1400 tahr culled from South Westland National Park

Himalayan tahr. Photo by Stephen Jaquiery.
Himalayan tahr. Photo: ODT files

By Lois Williams, Local Democracy Reporter

The Department of Conservation is about a third of the way through its planned tahr control programme for the year, with most of its efforts focused this winter on the West Coast.

A report to the Tai Poutini West Coast Conservation Board shows DOC hunters have flown 60 of the 195 hours budgeted for the annual aerial cull.

The Himalayan mountain goat numbers have to be kept as low as possible in national parks because of their destructive impact on tussock and mountain plant habitat, and all tahr inside park boundaries are targeted in the annual cull.

But outside the Aoraki-Mt Cook and Westland National Parks, DOC leaves the big male animals prized by trophy hunters. It focuses instead on reducing herd numbers and keeping them within a defined feral range across thousands of hectares of public conservation land.

DOC operations director in Wellington Ben Reddiex says more than 100 tahr were shot this year outside the feral range, to the north.

Staff were still collating overall numbers but 1400 animals had been shot in the Westland National Park so far, Dr Reddiex said.

"We will be putting out maps showing identifiable male tahr sightings on our website later this week to help hunters plan their next trip and we'll be doing a review of the control operation to date with the Game Animal Council at the mid-point, later this month."

★ ★ ★ ★ ★

Task:
Reproduce, word for word, the section of the tahr cull article that opens with the words containing "1400 tahr culled" and closes with "the annual cull.".

Supplied entries:
★ ★ ★ ★ ★

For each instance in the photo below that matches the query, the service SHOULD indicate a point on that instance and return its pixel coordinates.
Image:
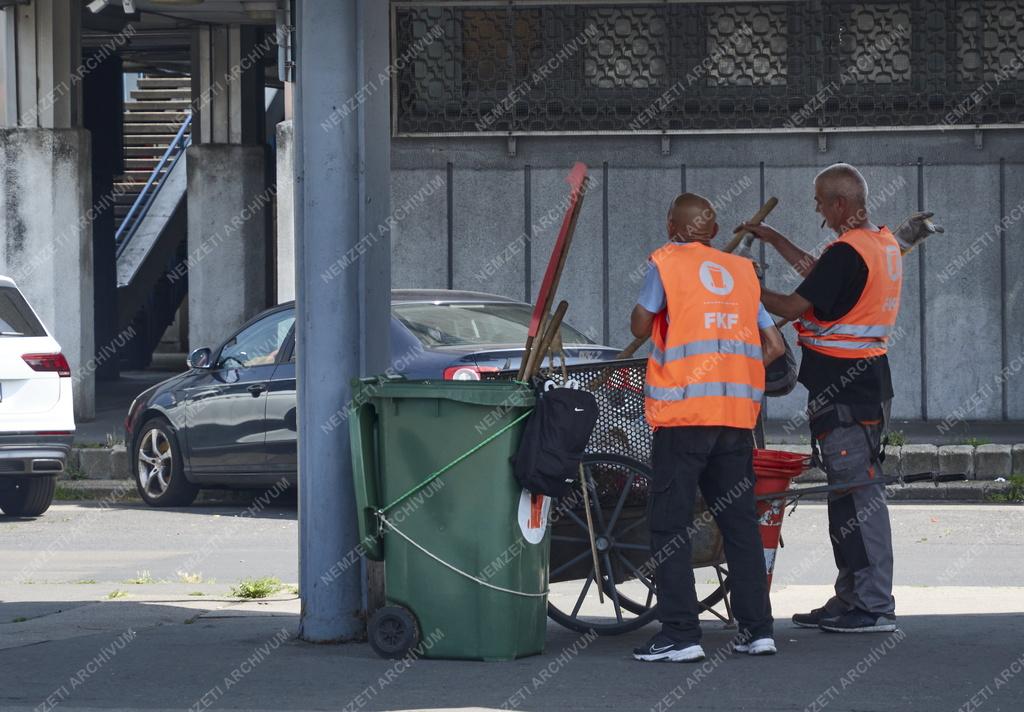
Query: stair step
(165, 93)
(145, 151)
(157, 106)
(159, 117)
(153, 129)
(150, 139)
(146, 164)
(163, 82)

★ ★ ★ ★ ★

Completed exercise:
1400 tahr culled from South Westland National Park

Himalayan tahr. Photo by Stephen Jaquiery.
Himalayan tahr. Photo: ODT files

By Lois Williams, Local Democracy Reporter

The Department of Conservation is about a third of the way through its planned tahr control programme for the year, with most of its efforts focused this winter on the West Coast.

A report to the Tai Poutini West Coast Conservation Board shows DOC hunters have flown 60 of the 195 hours budgeted for the annual aerial cull.

The Himalayan mountain goat numbers have to be kept as low as possible in national parks because of their destructive impact on tussock and mountain plant habitat, and all tahr inside park boundaries are targeted in the annual cull.